> YOUR GOAL
Scan the entries for lines with the word "element" and copy those lines.
^^^^^^^^
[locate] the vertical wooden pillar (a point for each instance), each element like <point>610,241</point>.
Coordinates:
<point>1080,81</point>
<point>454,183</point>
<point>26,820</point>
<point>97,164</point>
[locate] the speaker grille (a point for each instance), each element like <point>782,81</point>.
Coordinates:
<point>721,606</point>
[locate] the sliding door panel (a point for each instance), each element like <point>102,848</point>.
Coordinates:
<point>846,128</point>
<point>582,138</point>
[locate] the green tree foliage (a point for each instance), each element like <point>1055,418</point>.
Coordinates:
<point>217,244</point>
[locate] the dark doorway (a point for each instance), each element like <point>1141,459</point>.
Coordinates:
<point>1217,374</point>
^^^^^^^^
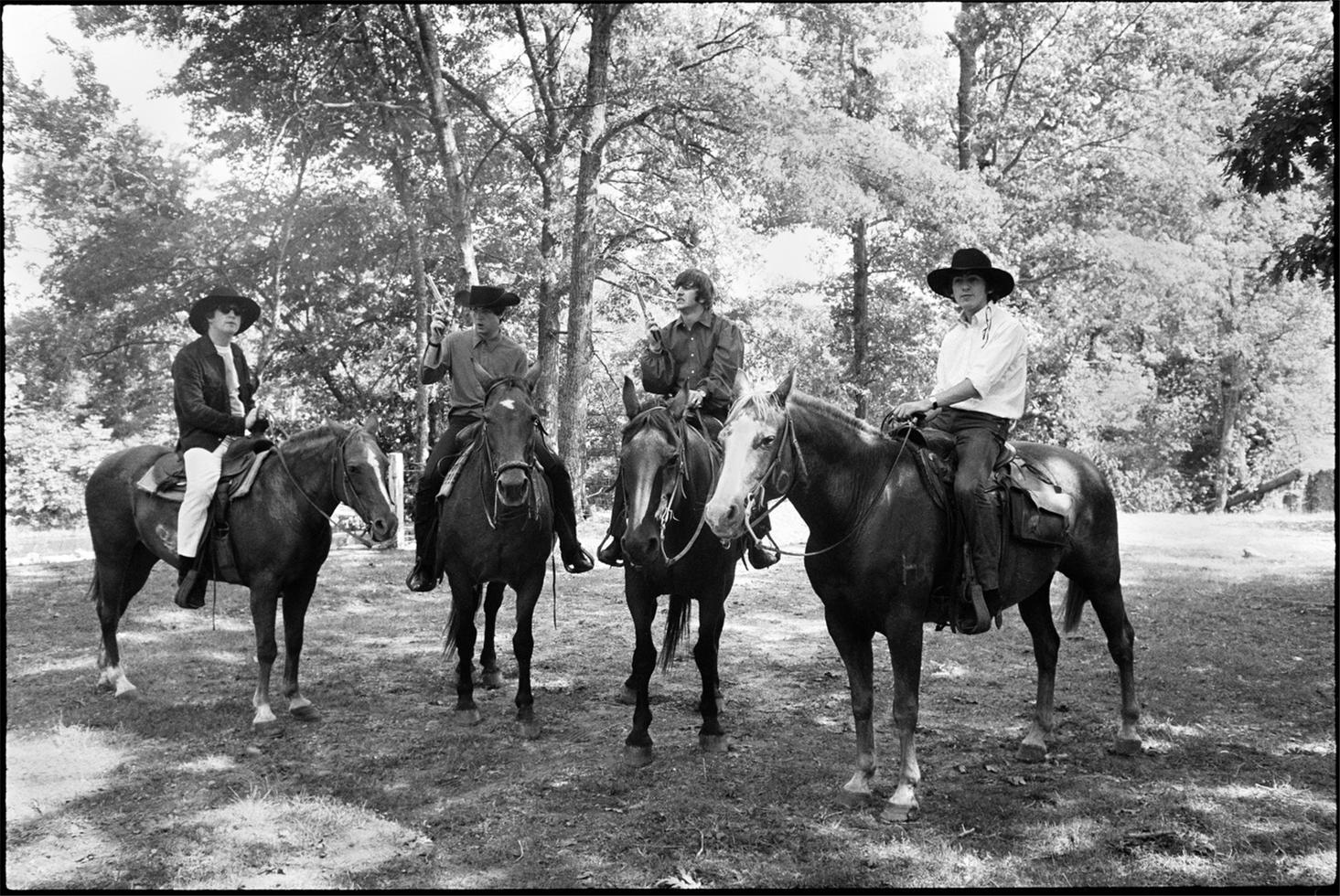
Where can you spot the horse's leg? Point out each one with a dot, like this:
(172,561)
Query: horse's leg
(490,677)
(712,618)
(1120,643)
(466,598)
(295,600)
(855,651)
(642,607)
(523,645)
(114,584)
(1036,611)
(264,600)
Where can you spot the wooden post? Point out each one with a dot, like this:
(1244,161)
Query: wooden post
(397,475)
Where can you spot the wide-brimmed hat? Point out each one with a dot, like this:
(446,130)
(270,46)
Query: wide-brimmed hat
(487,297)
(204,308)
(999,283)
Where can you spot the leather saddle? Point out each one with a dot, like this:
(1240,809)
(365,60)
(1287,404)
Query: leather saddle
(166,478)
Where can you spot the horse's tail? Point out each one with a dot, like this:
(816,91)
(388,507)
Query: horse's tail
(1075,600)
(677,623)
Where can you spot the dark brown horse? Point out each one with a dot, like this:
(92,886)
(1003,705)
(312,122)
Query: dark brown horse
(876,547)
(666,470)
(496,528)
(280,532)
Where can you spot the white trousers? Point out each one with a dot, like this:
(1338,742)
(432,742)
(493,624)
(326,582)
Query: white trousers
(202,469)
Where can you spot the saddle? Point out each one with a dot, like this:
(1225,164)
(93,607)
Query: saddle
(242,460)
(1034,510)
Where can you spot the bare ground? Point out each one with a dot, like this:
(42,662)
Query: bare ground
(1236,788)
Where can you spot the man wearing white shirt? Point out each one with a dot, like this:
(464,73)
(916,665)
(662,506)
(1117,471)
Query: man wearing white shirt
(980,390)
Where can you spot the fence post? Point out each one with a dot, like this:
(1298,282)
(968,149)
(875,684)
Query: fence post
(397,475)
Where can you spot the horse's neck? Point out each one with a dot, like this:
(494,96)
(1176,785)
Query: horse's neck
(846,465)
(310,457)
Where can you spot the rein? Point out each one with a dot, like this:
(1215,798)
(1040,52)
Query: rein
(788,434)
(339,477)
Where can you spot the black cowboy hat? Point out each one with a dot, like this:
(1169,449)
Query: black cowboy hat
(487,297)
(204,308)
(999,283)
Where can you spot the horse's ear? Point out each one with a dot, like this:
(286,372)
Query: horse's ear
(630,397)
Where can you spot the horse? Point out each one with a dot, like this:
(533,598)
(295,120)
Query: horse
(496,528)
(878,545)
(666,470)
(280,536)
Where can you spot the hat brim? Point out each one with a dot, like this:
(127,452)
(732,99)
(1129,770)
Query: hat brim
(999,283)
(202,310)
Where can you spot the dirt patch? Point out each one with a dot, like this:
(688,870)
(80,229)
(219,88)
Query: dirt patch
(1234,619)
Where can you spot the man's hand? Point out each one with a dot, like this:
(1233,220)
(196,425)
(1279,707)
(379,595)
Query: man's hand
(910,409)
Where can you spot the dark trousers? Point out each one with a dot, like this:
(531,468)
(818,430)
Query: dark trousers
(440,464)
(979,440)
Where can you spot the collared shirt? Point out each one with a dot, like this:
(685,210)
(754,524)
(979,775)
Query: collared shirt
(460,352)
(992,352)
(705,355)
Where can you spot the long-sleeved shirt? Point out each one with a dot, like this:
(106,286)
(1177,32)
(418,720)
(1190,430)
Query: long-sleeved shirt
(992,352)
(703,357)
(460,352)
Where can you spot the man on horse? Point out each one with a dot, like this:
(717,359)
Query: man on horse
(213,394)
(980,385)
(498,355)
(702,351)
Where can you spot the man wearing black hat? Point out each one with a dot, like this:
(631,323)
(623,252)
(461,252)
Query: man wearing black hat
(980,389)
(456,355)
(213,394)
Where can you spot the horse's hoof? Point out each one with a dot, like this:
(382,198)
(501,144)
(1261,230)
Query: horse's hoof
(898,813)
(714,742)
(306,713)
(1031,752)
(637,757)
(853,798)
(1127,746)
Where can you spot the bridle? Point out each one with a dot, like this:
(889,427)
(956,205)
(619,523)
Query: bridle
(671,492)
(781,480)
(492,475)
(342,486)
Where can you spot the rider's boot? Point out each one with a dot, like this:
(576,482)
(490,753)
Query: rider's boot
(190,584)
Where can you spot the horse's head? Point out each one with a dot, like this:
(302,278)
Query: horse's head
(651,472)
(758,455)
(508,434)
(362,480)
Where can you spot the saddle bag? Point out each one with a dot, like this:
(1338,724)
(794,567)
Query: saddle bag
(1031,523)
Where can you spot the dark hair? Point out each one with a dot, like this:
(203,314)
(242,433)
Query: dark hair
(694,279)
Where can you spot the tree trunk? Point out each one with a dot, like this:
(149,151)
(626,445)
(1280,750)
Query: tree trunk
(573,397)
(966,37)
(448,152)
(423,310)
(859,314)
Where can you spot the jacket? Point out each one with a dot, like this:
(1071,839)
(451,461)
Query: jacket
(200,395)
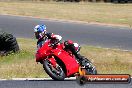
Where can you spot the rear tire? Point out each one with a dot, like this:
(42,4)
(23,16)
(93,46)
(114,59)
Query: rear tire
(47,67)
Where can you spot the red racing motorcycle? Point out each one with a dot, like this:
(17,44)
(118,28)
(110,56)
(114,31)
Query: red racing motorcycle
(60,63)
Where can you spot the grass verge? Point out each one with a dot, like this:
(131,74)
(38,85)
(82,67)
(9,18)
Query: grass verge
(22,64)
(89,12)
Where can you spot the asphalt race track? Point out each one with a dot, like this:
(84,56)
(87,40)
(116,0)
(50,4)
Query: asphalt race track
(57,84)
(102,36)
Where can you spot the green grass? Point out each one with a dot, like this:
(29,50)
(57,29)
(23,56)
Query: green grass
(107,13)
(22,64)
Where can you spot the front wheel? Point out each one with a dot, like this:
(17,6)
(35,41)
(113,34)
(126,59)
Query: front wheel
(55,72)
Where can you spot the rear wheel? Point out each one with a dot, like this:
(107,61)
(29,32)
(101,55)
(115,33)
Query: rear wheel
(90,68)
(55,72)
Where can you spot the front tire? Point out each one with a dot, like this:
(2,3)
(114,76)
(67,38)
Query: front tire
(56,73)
^^^^^^^^
> RESULT OF THIS EXERCISE
[locate] the vertical wooden pillar (a point for each instance), each element like <point>610,241</point>.
[locate] the speaker grille (a point for each instance), each element like <point>782,81</point>.
[locate] the sliding door panel (a point for each instance), each element like <point>102,848</point>.
[locate] the green tree foliage (a point for each instance), each element like <point>1055,418</point>.
[locate] the dark doorway (a point for each instance), each element like <point>1141,459</point>.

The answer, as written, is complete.